[Start RECORDS]
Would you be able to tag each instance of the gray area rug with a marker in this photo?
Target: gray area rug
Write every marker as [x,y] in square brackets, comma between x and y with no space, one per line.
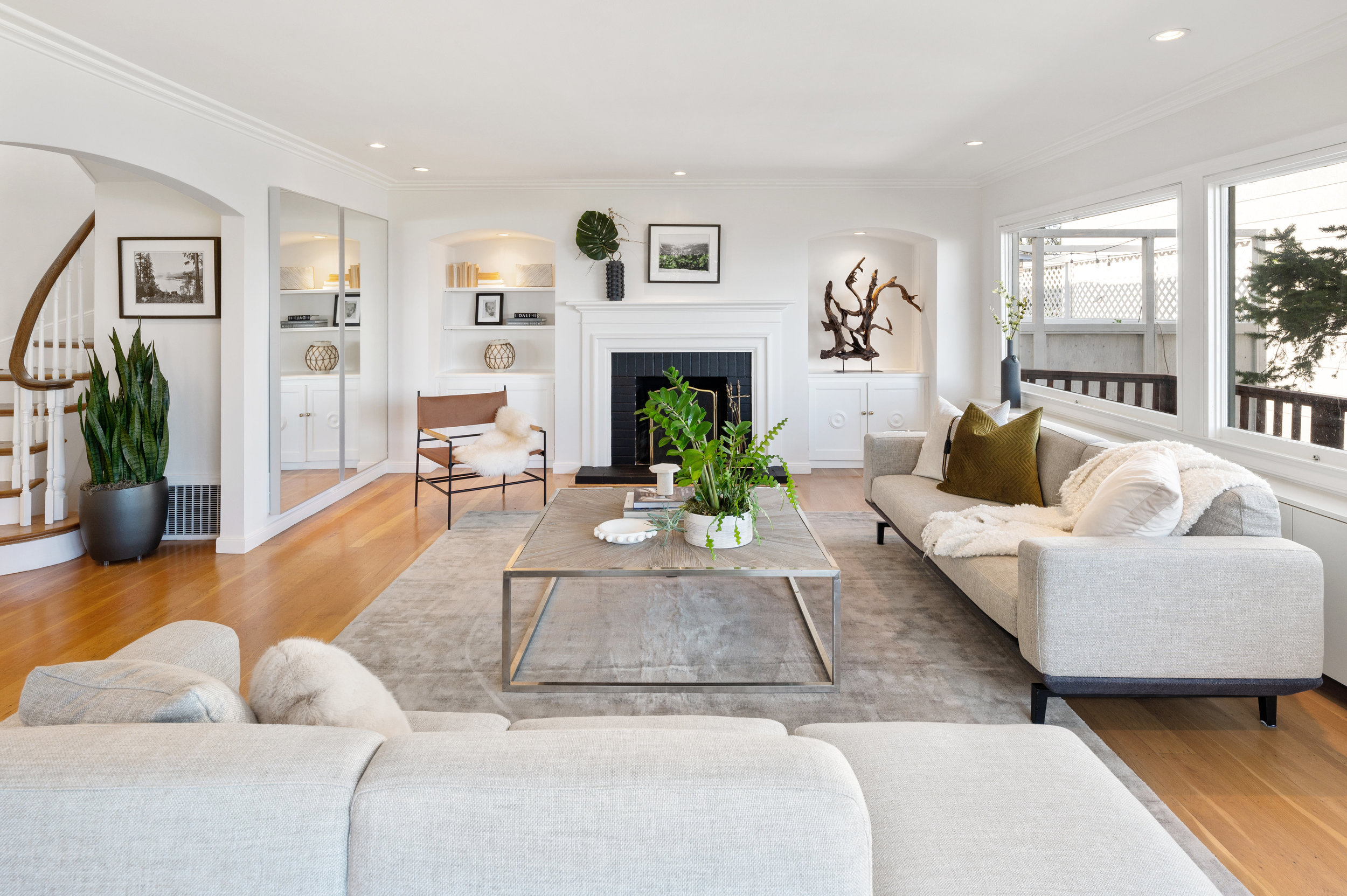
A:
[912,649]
[End RECORDS]
[Start RECORDS]
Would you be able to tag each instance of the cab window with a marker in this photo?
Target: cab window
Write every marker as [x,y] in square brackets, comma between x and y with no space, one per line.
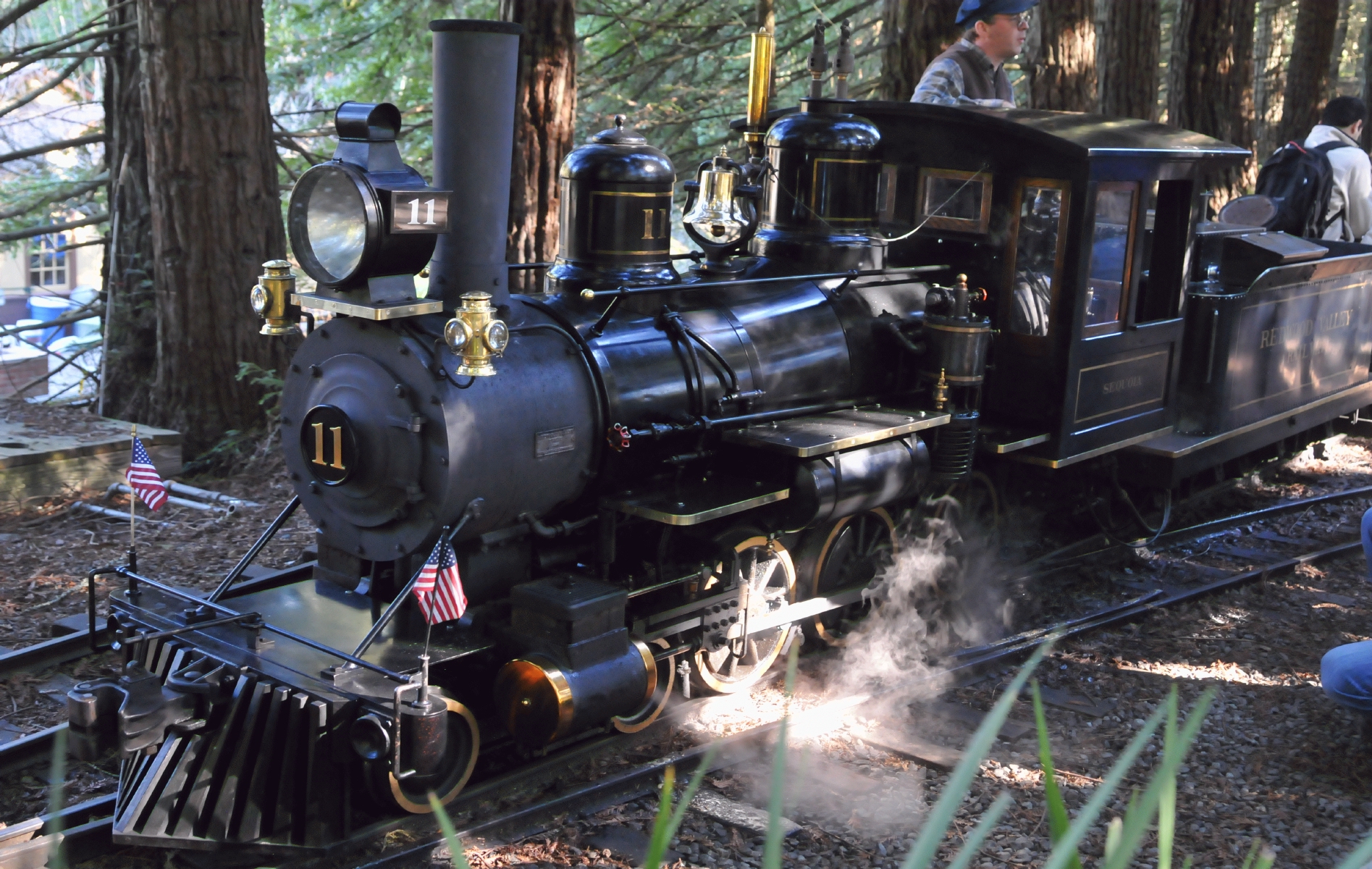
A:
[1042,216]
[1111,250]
[End RECORDS]
**WHAT TO PRODUCE:** Count the lines in the records that contain the string "area", treating uppercase and lowercase as different. Reply with the number alone.

**SOLUTION TO THIS EXERCISE:** 2